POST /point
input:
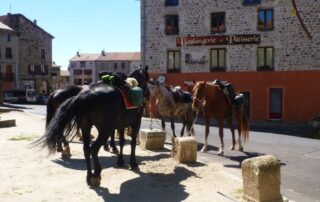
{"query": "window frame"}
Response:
(172, 30)
(218, 68)
(265, 67)
(171, 3)
(265, 27)
(224, 22)
(176, 68)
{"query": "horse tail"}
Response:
(58, 126)
(50, 109)
(244, 126)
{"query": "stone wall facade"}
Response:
(293, 49)
(35, 53)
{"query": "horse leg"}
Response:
(220, 124)
(86, 151)
(207, 122)
(121, 142)
(229, 121)
(135, 129)
(238, 115)
(102, 138)
(172, 127)
(66, 151)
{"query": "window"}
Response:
(43, 54)
(265, 58)
(77, 71)
(172, 24)
(172, 2)
(87, 71)
(248, 2)
(173, 61)
(82, 64)
(78, 81)
(265, 19)
(123, 65)
(8, 53)
(218, 22)
(218, 59)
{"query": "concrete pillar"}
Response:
(184, 149)
(152, 139)
(261, 179)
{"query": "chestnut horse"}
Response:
(214, 103)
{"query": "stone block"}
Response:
(184, 149)
(152, 139)
(7, 123)
(261, 179)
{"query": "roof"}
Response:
(84, 57)
(5, 27)
(119, 56)
(107, 56)
(5, 18)
(64, 73)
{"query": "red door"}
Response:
(275, 103)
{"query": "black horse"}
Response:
(56, 98)
(100, 105)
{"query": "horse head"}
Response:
(198, 94)
(142, 76)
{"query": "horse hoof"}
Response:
(95, 181)
(115, 150)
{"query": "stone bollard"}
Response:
(184, 149)
(152, 139)
(261, 179)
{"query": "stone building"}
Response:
(269, 50)
(84, 68)
(35, 53)
(9, 57)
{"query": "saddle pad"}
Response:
(133, 98)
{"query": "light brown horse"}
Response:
(214, 103)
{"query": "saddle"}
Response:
(132, 96)
(180, 96)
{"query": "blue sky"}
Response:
(87, 26)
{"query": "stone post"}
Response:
(261, 179)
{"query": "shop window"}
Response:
(172, 24)
(218, 22)
(172, 2)
(265, 59)
(249, 2)
(265, 19)
(218, 60)
(173, 61)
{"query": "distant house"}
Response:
(9, 57)
(84, 68)
(34, 53)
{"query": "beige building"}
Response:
(84, 68)
(35, 53)
(269, 50)
(9, 57)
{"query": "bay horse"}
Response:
(169, 108)
(214, 103)
(100, 105)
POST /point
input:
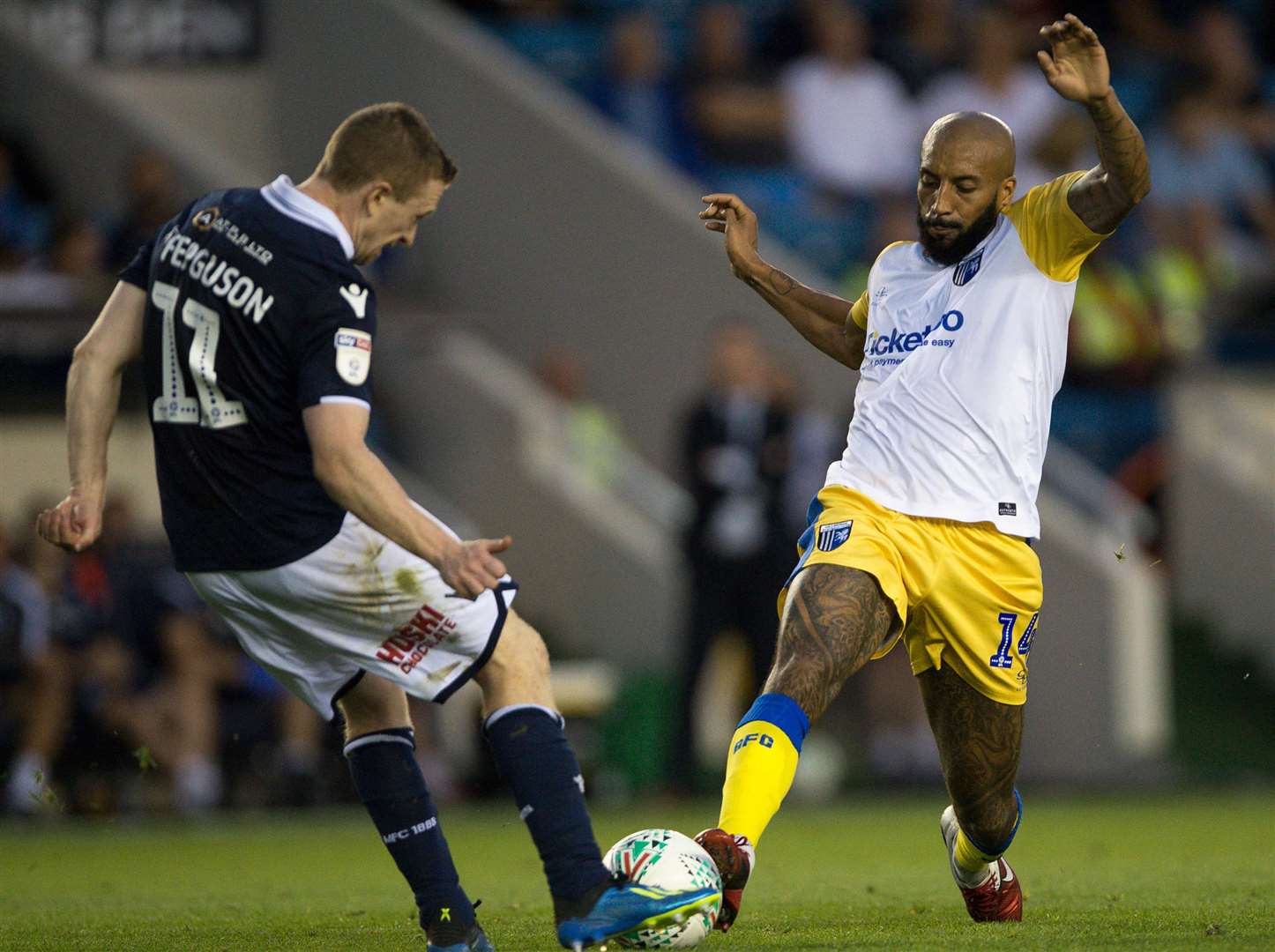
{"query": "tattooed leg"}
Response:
(980, 742)
(834, 620)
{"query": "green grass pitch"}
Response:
(1115, 872)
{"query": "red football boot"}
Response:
(734, 858)
(1000, 897)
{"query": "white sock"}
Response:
(197, 785)
(28, 779)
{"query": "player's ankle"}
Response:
(580, 905)
(448, 926)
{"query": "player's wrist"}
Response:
(1104, 99)
(751, 268)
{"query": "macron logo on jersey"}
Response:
(883, 343)
(357, 300)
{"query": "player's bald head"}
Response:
(966, 182)
(978, 138)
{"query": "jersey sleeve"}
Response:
(1051, 232)
(860, 311)
(333, 346)
(138, 271)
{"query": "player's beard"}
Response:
(966, 240)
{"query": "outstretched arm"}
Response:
(92, 402)
(823, 319)
(1077, 68)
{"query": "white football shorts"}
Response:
(360, 603)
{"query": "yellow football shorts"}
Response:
(966, 594)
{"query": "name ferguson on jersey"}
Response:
(222, 279)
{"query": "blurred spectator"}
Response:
(1114, 335)
(1195, 268)
(25, 213)
(592, 435)
(734, 108)
(78, 249)
(637, 91)
(849, 119)
(151, 199)
(815, 439)
(997, 79)
(1197, 157)
(734, 449)
(895, 220)
(925, 42)
(32, 685)
(157, 672)
(1232, 74)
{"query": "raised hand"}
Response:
(1077, 64)
(472, 568)
(728, 214)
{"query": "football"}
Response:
(669, 860)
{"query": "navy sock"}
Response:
(534, 756)
(391, 785)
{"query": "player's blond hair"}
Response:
(389, 142)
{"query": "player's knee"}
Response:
(372, 705)
(518, 671)
(522, 651)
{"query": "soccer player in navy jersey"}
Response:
(257, 329)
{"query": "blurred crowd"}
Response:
(120, 691)
(53, 257)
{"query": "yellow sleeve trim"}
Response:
(1051, 232)
(860, 311)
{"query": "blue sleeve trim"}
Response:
(783, 712)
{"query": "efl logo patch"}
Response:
(966, 269)
(205, 218)
(832, 535)
(354, 354)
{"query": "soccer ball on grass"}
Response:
(668, 860)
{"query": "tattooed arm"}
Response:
(1077, 68)
(823, 319)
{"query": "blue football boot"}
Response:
(628, 908)
(476, 941)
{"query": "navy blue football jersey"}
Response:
(254, 314)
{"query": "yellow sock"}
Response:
(973, 859)
(969, 857)
(761, 765)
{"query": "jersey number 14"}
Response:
(211, 408)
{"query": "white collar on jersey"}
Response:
(289, 200)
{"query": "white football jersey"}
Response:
(960, 368)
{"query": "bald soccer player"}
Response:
(923, 528)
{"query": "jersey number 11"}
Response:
(211, 409)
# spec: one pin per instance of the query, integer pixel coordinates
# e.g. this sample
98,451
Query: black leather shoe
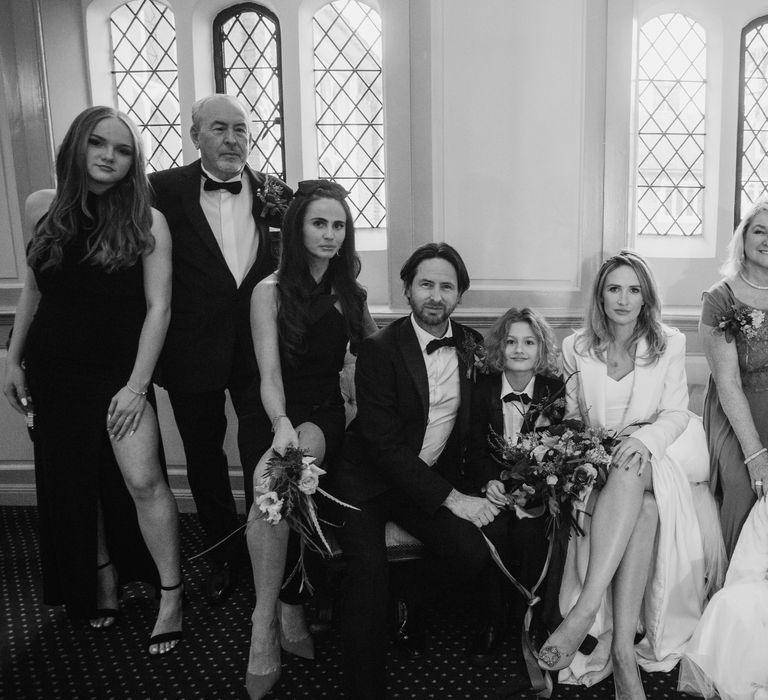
411,638
487,644
220,583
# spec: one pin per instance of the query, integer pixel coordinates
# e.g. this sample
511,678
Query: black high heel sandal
174,636
114,613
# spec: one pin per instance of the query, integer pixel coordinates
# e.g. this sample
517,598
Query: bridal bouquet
555,468
294,479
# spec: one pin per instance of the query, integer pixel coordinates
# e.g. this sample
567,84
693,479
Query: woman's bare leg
137,456
628,589
614,519
106,576
267,544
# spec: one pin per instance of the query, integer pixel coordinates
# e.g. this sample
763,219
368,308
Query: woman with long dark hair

## THE TASK
What's needed here is an exact repeat of all the records above, pictures excluded.

## SOLUTION TO THIS TASK
POST /point
input:
{"query": "window frame"}
Response:
(172, 30)
(218, 68)
(265, 67)
(171, 3)
(265, 27)
(224, 22)
(176, 68)
{"query": "horse tail"}
Response:
(58, 126)
(50, 109)
(244, 126)
{"query": "stone wall facade"}
Response:
(293, 49)
(35, 53)
{"query": "horse leg"}
Response:
(220, 124)
(86, 151)
(207, 122)
(121, 142)
(229, 121)
(135, 129)
(238, 115)
(102, 138)
(172, 127)
(66, 151)
{"query": "window"}
Response:
(43, 54)
(265, 58)
(77, 71)
(172, 24)
(172, 2)
(87, 71)
(248, 2)
(173, 61)
(82, 64)
(78, 81)
(265, 19)
(123, 65)
(8, 53)
(218, 22)
(218, 59)
{"query": "concrete pillar"}
Response:
(184, 149)
(152, 139)
(261, 179)
{"query": "chestnut horse"}
Response:
(214, 103)
{"query": "stone block"}
Response:
(184, 149)
(152, 139)
(7, 123)
(261, 179)
{"query": "roof"}
Response:
(84, 57)
(5, 27)
(119, 56)
(107, 56)
(5, 18)
(64, 73)
{"query": "red door"}
Response:
(275, 103)
{"query": "black horse"}
Response:
(56, 98)
(100, 105)
{"query": "horse head"}
Response:
(198, 94)
(142, 76)
{"query": "horse hoof"}
Response:
(95, 181)
(115, 150)
{"query": "stone bollard"}
Response:
(184, 149)
(152, 139)
(261, 179)
{"query": "stone building"}
Response:
(269, 50)
(84, 68)
(35, 53)
(9, 57)
{"query": "saddle pad"}
Response:
(133, 98)
{"query": "light brown horse"}
Response:
(214, 103)
{"query": "saddle"}
Response:
(132, 96)
(180, 96)
{"query": "blue sky"}
Response:
(87, 26)
{"query": "stone post"}
Response:
(261, 179)
{"query": "shop window"}
Response:
(172, 24)
(218, 22)
(172, 2)
(265, 59)
(249, 2)
(265, 19)
(218, 60)
(173, 61)
{"query": "distant house"}
Response:
(9, 57)
(84, 68)
(34, 53)
{"query": "beige building"}
Response:
(84, 68)
(35, 53)
(269, 50)
(9, 57)
{"query": "bay horse"}
Response:
(169, 108)
(214, 103)
(100, 105)
POST /point
input:
{"query": "tattooed leg"}
Response:
(980, 742)
(834, 620)
{"query": "green grass pitch"}
Response:
(1115, 872)
{"query": "red football boot"}
Response:
(734, 858)
(1000, 897)
{"query": "white sock"}
Response:
(197, 785)
(28, 779)
{"query": "player's ankle"}
Response:
(580, 905)
(448, 926)
{"query": "player's wrist"}
Response:
(1104, 99)
(751, 268)
{"query": "macron logo on jersey"}
Response:
(883, 343)
(357, 300)
{"query": "player's bald head"}
Response:
(966, 182)
(978, 138)
{"query": "jersey sleeve"}
Response:
(1051, 232)
(860, 311)
(333, 346)
(138, 271)
{"query": "player's beard"}
Response:
(966, 240)
{"query": "outstretched arm"}
Response:
(92, 402)
(823, 319)
(1077, 68)
{"query": "white football shorts"}
Response:
(360, 603)
{"query": "yellow football shorts"}
Response:
(966, 594)
{"query": "name ferguson on jersey"}
Response:
(222, 279)
{"query": "blurred spectator"}
Response:
(1114, 335)
(1195, 268)
(25, 213)
(592, 435)
(734, 108)
(78, 249)
(637, 91)
(849, 119)
(151, 199)
(815, 439)
(997, 79)
(1197, 157)
(734, 449)
(895, 220)
(925, 42)
(32, 685)
(157, 672)
(1232, 74)
{"query": "raised hand"}
Response:
(1077, 64)
(472, 568)
(728, 214)
{"query": "football"}
Response:
(669, 860)
{"query": "navy sock"}
Response:
(534, 756)
(391, 785)
{"query": "player's blond hair"}
Response:
(389, 142)
{"query": "player's knee"}
Response:
(372, 705)
(518, 671)
(522, 651)
{"query": "soccer player in navy jersey"}
Response:
(257, 329)
{"query": "blurred crowd"}
Response:
(120, 691)
(53, 257)
{"query": "yellow sleeve trim"}
Response:
(1051, 232)
(860, 311)
{"query": "blue sleeve trim"}
Response:
(783, 712)
{"query": "efl logo patch"}
Response:
(966, 269)
(205, 218)
(832, 535)
(354, 354)
{"query": "soccer ball on grass"}
Response:
(668, 860)
{"query": "tattooed arm"}
Response:
(1077, 68)
(823, 319)
{"query": "blue football boot"}
Response:
(628, 908)
(476, 941)
{"query": "navy blue football jersey"}
Response:
(254, 314)
{"query": "yellow sock"}
Response:
(973, 859)
(969, 857)
(761, 765)
{"query": "jersey number 14"}
Response:
(211, 408)
{"query": "white collar on jersey"}
Response:
(289, 200)
{"query": "white football jersey"}
Response:
(960, 368)
{"query": "bald soccer player"}
Response:
(923, 528)
{"query": "jersey number 11"}
Response:
(211, 409)
# spec: one pin per instance of the query, integer pixel coordinates
# e.g. this sample
98,451
Query: black leather shoe
411,638
487,644
220,583
# spec: one pin per instance of the query, integer pixel coordinates
# e.g. this sample
511,678
Query: black high heel sandal
174,636
114,613
# spec: one pin per instance of the query, integer pixel coordinates
# e.g. this sample
517,598
Query: bridal bouquet
555,468
294,479
# spec: one pin per instance of the query, integer pixel coordinates
# e.g. this sample
567,84
693,479
Query: woman's bare leg
137,456
628,589
614,519
106,576
267,544
# spec: one pin per instance of the query, integer pixel coordinates
# e.g. this sample
763,219
368,308
Query: woman with long dark hair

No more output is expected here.